* What is expected *
Return, exactly and in full, the lines of the records below starting at the one with "Expected: the position of each instance of the white" and ending at the one with "Expected: the position of each instance of the tree, given", and no other lines.

Point localization data:
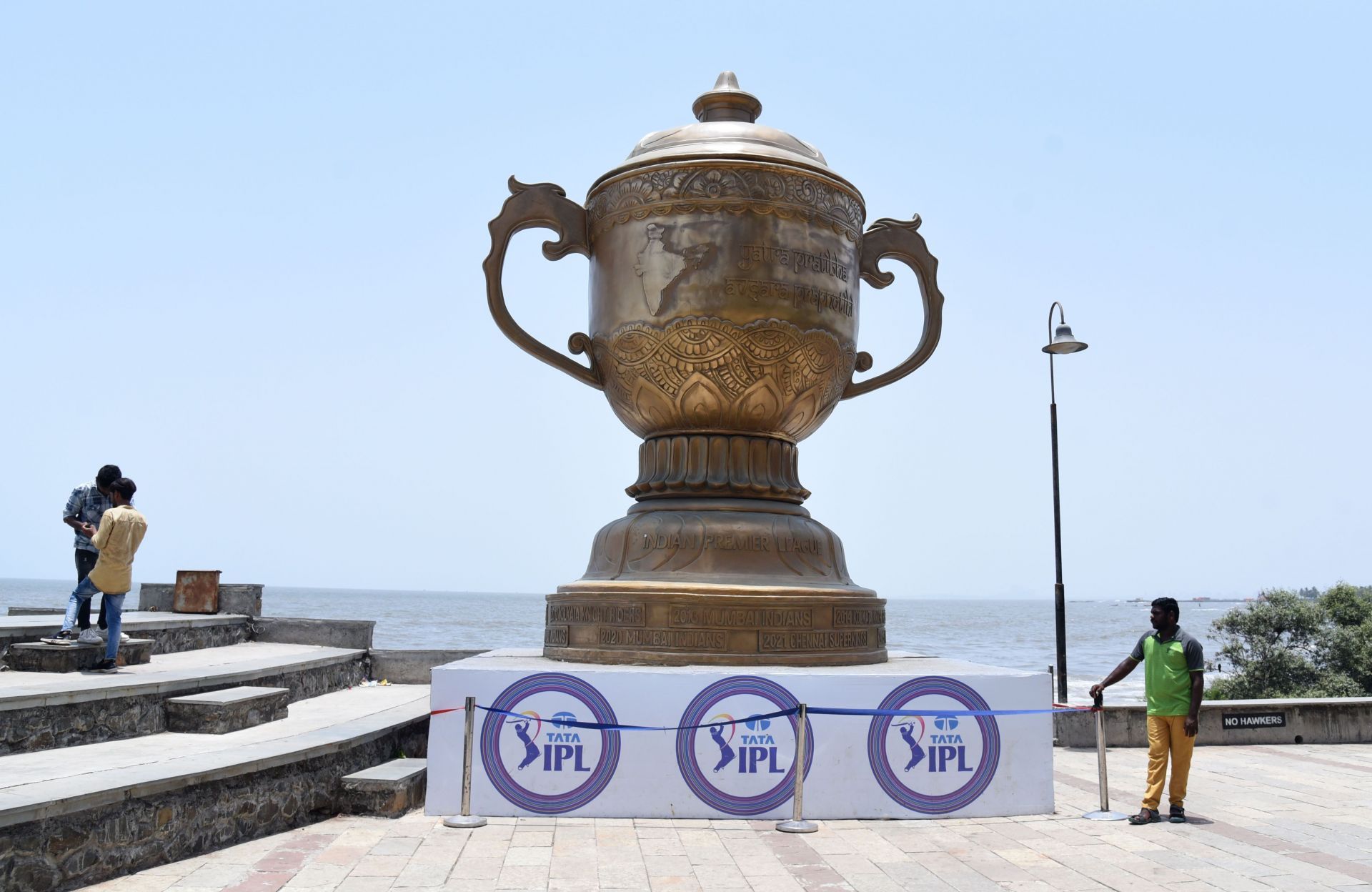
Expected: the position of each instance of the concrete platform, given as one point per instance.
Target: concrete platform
(228, 710)
(1291, 817)
(37, 656)
(40, 711)
(74, 817)
(55, 783)
(169, 632)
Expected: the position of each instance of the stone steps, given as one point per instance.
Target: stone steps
(171, 633)
(228, 710)
(40, 711)
(389, 789)
(37, 656)
(84, 814)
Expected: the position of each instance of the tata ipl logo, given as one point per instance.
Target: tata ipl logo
(933, 765)
(538, 758)
(730, 758)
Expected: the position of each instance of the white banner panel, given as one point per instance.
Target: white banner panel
(535, 763)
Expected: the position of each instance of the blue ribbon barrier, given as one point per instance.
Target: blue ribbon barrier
(610, 726)
(936, 714)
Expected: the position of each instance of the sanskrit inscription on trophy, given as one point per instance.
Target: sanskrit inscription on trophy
(796, 294)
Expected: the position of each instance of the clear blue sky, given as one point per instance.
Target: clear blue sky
(240, 257)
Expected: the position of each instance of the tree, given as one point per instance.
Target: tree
(1285, 645)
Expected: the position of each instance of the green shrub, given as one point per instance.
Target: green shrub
(1286, 645)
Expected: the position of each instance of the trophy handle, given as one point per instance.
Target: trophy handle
(529, 206)
(902, 240)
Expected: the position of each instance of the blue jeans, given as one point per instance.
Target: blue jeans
(114, 613)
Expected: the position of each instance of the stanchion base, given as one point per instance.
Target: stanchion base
(464, 821)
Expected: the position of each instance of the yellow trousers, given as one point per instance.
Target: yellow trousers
(1166, 735)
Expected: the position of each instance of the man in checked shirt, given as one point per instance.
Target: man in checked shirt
(83, 514)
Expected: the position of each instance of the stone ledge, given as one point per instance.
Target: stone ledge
(387, 789)
(227, 710)
(66, 796)
(171, 633)
(83, 708)
(37, 656)
(158, 680)
(150, 825)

* Exercise result *
Expected: the position of each instance of the white banner panel, given as one point per instance.
Target: white banner panel
(535, 763)
Expected: the position of each instance of the blue ribbon barrier, given as one point per instance.
Target: blue ribbon barrier
(610, 726)
(936, 714)
Expected: the position of each instance of the sanskrit inscription on trophy, given as one point per instance.
Target: sanskrit inscription on trophy
(796, 294)
Expected: the position of each instance of the clear blue sky, given as one point per instance.
Target: clear blue sky
(240, 257)
Expected: the position of each instance of the tree, given as one point per instance.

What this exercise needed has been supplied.